Gather every line in the items below that contains the string "patch", copying each line in full. Case counts.
◆ ◆ ◆ ◆ ◆
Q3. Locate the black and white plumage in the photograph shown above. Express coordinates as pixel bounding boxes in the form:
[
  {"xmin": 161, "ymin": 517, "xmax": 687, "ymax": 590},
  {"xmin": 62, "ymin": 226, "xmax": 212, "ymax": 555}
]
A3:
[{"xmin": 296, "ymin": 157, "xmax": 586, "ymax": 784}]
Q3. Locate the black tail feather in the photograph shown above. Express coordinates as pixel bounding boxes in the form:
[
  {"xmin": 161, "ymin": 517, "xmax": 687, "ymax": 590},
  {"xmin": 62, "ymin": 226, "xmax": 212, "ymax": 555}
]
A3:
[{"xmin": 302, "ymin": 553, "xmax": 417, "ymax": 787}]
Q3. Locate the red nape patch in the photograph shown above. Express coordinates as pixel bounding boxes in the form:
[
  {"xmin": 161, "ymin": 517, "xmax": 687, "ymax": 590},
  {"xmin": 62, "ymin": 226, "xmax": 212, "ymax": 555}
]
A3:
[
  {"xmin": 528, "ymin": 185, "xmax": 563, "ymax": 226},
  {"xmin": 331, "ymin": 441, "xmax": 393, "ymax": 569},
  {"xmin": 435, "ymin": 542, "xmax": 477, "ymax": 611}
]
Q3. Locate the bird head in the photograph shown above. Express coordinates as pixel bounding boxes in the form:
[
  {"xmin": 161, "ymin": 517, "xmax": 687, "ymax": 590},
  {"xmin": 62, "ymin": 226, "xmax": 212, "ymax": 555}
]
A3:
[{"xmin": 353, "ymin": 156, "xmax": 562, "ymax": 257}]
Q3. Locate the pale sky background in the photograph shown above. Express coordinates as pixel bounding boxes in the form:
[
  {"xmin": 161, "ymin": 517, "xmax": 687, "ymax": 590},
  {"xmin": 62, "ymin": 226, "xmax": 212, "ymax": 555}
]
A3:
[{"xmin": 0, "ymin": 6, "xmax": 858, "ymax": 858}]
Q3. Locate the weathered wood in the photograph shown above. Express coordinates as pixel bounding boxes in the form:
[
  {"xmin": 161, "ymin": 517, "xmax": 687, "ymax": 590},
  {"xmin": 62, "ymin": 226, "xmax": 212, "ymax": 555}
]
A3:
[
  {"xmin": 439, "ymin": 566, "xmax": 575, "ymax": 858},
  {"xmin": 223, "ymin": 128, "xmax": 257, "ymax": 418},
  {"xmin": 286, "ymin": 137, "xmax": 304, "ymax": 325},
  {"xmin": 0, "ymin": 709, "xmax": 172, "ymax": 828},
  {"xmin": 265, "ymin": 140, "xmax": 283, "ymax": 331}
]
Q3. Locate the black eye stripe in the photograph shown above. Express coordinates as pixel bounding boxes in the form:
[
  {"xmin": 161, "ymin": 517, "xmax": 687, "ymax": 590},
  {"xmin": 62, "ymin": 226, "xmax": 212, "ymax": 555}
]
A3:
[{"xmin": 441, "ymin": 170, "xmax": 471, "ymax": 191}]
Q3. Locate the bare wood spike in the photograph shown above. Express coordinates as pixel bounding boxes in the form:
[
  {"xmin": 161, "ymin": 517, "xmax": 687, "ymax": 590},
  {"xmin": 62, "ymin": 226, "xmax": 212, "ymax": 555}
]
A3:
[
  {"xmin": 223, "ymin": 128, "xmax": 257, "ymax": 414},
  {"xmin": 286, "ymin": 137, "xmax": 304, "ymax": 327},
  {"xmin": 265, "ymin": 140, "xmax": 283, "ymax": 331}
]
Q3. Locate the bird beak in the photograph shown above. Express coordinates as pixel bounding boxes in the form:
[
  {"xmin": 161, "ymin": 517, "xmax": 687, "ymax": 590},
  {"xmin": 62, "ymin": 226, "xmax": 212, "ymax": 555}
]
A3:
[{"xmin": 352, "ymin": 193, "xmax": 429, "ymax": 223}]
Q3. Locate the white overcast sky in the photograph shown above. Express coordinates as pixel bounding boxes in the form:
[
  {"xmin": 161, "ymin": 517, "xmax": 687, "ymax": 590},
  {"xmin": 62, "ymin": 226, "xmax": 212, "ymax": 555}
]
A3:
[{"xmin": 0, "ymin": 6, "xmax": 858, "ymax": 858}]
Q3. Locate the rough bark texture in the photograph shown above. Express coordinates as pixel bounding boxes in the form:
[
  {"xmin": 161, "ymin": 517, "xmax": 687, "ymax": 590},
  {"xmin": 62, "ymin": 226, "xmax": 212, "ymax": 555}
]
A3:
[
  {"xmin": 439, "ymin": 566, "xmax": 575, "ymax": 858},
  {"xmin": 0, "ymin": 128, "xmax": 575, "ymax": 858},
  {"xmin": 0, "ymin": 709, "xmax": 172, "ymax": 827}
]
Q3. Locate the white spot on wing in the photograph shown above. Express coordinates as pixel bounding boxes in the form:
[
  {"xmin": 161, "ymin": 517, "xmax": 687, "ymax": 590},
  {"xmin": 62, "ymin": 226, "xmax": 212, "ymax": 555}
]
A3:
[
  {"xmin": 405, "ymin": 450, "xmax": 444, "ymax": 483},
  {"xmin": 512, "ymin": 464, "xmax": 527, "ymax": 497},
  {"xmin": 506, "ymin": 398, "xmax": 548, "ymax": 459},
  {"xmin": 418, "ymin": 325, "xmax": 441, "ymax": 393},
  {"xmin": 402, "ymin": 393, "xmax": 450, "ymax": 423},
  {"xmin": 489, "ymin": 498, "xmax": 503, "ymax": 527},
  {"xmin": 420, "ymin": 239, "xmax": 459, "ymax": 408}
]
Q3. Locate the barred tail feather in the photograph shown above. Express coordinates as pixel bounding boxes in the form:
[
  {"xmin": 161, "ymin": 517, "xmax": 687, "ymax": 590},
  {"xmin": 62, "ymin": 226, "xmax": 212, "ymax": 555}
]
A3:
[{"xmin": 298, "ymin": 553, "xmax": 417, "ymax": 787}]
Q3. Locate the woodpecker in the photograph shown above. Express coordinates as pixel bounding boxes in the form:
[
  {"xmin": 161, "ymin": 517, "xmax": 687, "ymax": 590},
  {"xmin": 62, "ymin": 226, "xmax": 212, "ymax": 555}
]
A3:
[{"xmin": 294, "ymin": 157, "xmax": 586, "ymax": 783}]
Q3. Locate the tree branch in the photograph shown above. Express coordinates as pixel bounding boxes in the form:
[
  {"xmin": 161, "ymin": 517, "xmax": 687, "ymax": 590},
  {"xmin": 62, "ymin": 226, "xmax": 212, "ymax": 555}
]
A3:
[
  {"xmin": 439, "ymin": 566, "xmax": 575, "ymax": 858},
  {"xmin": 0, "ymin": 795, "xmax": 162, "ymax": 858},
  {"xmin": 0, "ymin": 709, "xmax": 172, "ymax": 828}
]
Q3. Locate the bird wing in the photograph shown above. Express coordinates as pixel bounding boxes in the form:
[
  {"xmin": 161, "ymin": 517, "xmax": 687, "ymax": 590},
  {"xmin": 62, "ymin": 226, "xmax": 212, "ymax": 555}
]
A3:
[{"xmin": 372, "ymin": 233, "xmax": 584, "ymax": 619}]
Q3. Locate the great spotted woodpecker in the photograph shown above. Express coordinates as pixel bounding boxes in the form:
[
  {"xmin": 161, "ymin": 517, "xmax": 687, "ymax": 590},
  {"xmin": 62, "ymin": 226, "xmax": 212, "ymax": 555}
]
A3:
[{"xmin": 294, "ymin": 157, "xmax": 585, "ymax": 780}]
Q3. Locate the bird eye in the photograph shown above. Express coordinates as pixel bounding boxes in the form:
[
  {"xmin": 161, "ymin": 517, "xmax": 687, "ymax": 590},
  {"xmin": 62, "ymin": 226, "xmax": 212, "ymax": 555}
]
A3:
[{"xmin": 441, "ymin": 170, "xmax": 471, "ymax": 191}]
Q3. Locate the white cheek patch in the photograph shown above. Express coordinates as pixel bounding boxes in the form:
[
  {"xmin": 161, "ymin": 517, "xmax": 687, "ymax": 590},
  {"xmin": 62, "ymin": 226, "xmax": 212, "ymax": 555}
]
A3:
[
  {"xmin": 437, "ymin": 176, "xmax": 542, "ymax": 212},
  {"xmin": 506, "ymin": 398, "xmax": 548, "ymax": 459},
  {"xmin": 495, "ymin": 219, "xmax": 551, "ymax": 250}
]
◆ ◆ ◆ ◆ ◆
The completed task:
Q3. Locate the red nape patch in the photograph shown above. Express coordinates as pixel bounding boxes in the form:
Q3. Locate the white cheek patch in the photograph shown above. Express coordinates as pixel bounding boxes in the form:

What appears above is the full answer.